OBJECTIVE A
In the festival article below, how long was the next talk delayed?

DOCUMENT EXTRACT
**********
Last week, the Black Girl Festival was in full swing in the bougie and now-gentrified neighborhood of Shoreditch.
"We're having some technical issues, so if you have to make a payment, please, make it outside," Crentsil said, climbing on top of a chair in Kachette, the former railway arch-turned-warehouse that served as home to the festival and its market stalls. The next talk, she told everyone, would be delayed by ten minutes.
Dressed in a black shirt and pants, Crentsil spent the day walking through the crowd, welcoming friends and making sure workshops and panels ran on time.
At the market, women roamed through booths selling hair and skin care products, earrings shaped like the African continent, gold necklaces reading "Miss November," posters for Resisdance, a women-led radical DJ organization, and an art zine called Sweet Thang.
There were children's books featuring black families, promo materials advertising a documentary about black-owned businesses called Young, Gifted and Grinding, stacks of magazines made by black artists, and a T-shirt shop with a poster reading "Melanin Mvmnt."
The event was open to black girls and women of all ages, and the place was alive with young children of no more than six or seven years old, and teenage girls helping out on stalls or spending time with their girlfriends.
**********
OBJECTIVE B
Pick out each line in the records below that contains the string "jacket", and copy those lines. Case counts.

TASK INPUTS
**********
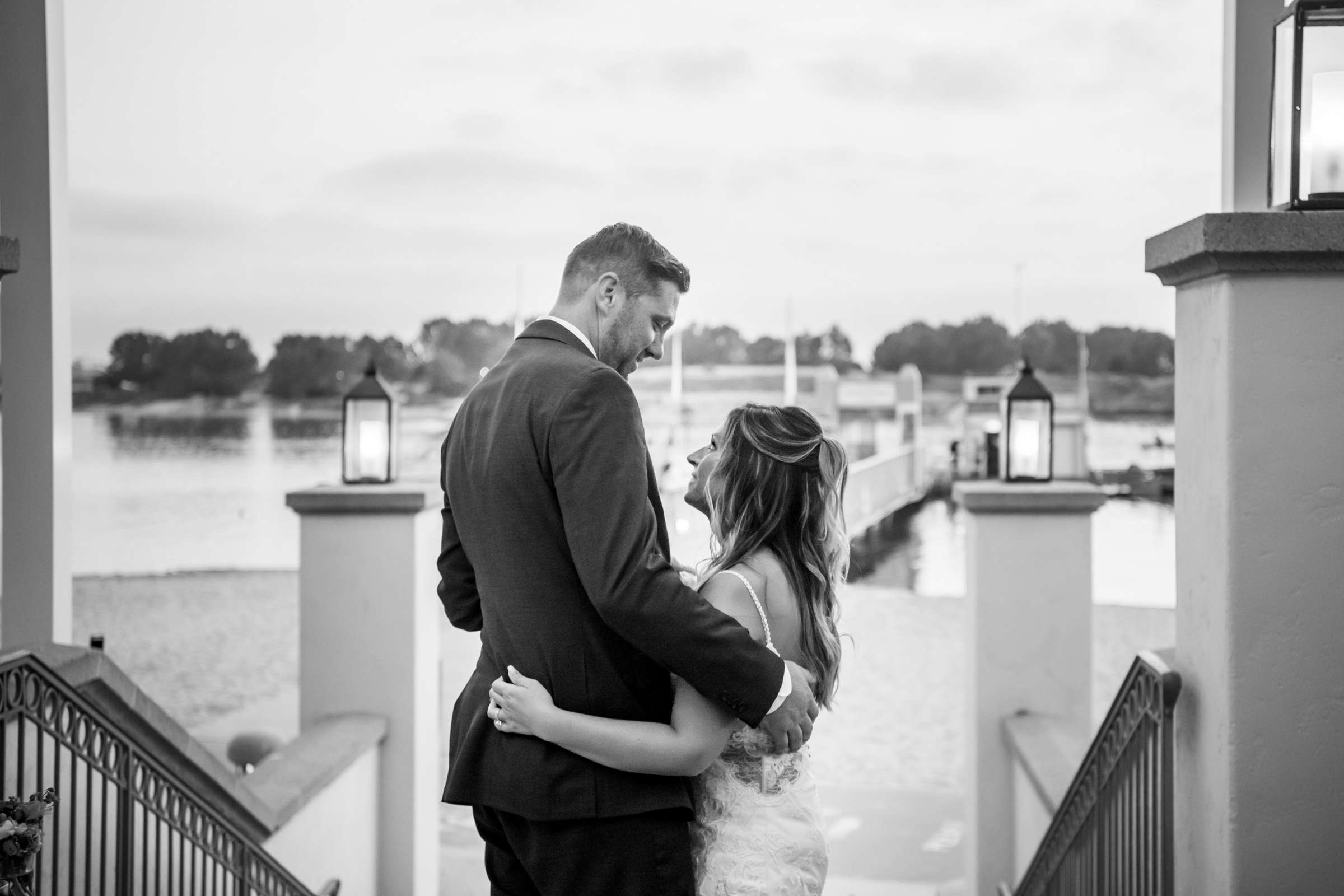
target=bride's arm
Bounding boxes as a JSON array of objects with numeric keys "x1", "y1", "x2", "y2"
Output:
[
  {"x1": 491, "y1": 666, "x2": 742, "y2": 777},
  {"x1": 491, "y1": 575, "x2": 765, "y2": 777}
]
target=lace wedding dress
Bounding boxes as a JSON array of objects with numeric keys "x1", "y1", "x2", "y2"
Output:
[{"x1": 692, "y1": 570, "x2": 827, "y2": 896}]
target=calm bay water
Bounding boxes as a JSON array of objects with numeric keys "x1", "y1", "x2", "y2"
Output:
[{"x1": 2, "y1": 402, "x2": 1175, "y2": 606}]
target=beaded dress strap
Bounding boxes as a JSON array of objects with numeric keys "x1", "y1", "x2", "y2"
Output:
[{"x1": 720, "y1": 570, "x2": 780, "y2": 657}]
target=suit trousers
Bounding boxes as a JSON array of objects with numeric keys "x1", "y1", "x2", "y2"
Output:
[{"x1": 473, "y1": 806, "x2": 695, "y2": 896}]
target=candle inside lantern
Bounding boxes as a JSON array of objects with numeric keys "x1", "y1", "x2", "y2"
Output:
[
  {"x1": 1303, "y1": 71, "x2": 1344, "y2": 198},
  {"x1": 359, "y1": 421, "x2": 387, "y2": 479},
  {"x1": 1008, "y1": 419, "x2": 1040, "y2": 475}
]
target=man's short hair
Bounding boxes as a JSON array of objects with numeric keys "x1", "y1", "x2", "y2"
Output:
[{"x1": 564, "y1": 223, "x2": 691, "y2": 297}]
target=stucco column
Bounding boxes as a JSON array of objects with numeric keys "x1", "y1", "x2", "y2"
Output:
[
  {"x1": 0, "y1": 0, "x2": 71, "y2": 646},
  {"x1": 1148, "y1": 212, "x2": 1344, "y2": 896},
  {"x1": 285, "y1": 484, "x2": 444, "y2": 896},
  {"x1": 953, "y1": 481, "x2": 1105, "y2": 896}
]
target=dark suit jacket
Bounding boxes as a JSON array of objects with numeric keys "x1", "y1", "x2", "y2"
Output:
[{"x1": 438, "y1": 321, "x2": 783, "y2": 821}]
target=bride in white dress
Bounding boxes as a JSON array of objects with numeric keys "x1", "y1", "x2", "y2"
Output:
[{"x1": 491, "y1": 404, "x2": 850, "y2": 896}]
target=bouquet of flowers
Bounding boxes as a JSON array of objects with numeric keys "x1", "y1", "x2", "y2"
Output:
[{"x1": 0, "y1": 787, "x2": 59, "y2": 896}]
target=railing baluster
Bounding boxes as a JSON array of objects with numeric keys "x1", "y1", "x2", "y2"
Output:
[
  {"x1": 1016, "y1": 653, "x2": 1180, "y2": 896},
  {"x1": 0, "y1": 651, "x2": 312, "y2": 896}
]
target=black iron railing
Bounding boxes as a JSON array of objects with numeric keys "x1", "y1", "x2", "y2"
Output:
[
  {"x1": 0, "y1": 653, "x2": 312, "y2": 896},
  {"x1": 1014, "y1": 651, "x2": 1180, "y2": 896}
]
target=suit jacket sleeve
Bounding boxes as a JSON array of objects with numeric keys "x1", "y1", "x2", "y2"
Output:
[
  {"x1": 438, "y1": 439, "x2": 481, "y2": 631},
  {"x1": 547, "y1": 368, "x2": 783, "y2": 725}
]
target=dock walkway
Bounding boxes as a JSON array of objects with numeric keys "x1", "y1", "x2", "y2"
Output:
[{"x1": 173, "y1": 568, "x2": 1175, "y2": 896}]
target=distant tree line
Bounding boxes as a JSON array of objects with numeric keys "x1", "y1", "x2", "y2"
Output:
[
  {"x1": 656, "y1": 324, "x2": 859, "y2": 374},
  {"x1": 89, "y1": 317, "x2": 1175, "y2": 399},
  {"x1": 95, "y1": 317, "x2": 514, "y2": 399},
  {"x1": 872, "y1": 317, "x2": 1176, "y2": 376}
]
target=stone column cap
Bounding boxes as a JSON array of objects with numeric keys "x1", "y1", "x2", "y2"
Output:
[
  {"x1": 951, "y1": 479, "x2": 1106, "y2": 513},
  {"x1": 285, "y1": 482, "x2": 444, "y2": 516},
  {"x1": 1144, "y1": 211, "x2": 1344, "y2": 286}
]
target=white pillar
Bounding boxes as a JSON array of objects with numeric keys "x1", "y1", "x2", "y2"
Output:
[
  {"x1": 285, "y1": 484, "x2": 444, "y2": 896},
  {"x1": 1223, "y1": 0, "x2": 1284, "y2": 211},
  {"x1": 954, "y1": 481, "x2": 1105, "y2": 896},
  {"x1": 1148, "y1": 212, "x2": 1344, "y2": 896},
  {"x1": 0, "y1": 0, "x2": 71, "y2": 646}
]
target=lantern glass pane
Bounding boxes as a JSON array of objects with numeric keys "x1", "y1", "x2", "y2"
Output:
[
  {"x1": 343, "y1": 398, "x2": 393, "y2": 482},
  {"x1": 1005, "y1": 400, "x2": 1051, "y2": 479},
  {"x1": 1269, "y1": 16, "x2": 1294, "y2": 206},
  {"x1": 1298, "y1": 19, "x2": 1344, "y2": 200}
]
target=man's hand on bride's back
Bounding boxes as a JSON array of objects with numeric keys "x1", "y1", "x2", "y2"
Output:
[{"x1": 760, "y1": 660, "x2": 821, "y2": 754}]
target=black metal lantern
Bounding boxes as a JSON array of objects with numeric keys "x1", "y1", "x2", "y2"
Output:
[
  {"x1": 342, "y1": 361, "x2": 396, "y2": 485},
  {"x1": 1000, "y1": 360, "x2": 1055, "y2": 482},
  {"x1": 1269, "y1": 0, "x2": 1344, "y2": 209}
]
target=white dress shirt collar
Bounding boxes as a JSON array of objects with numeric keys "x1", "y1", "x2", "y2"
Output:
**********
COMPLETE RESPONSE A
Ten minutes.

COMPLETE RESPONSE B
target=dark suit jacket
target=suit jacket sleeve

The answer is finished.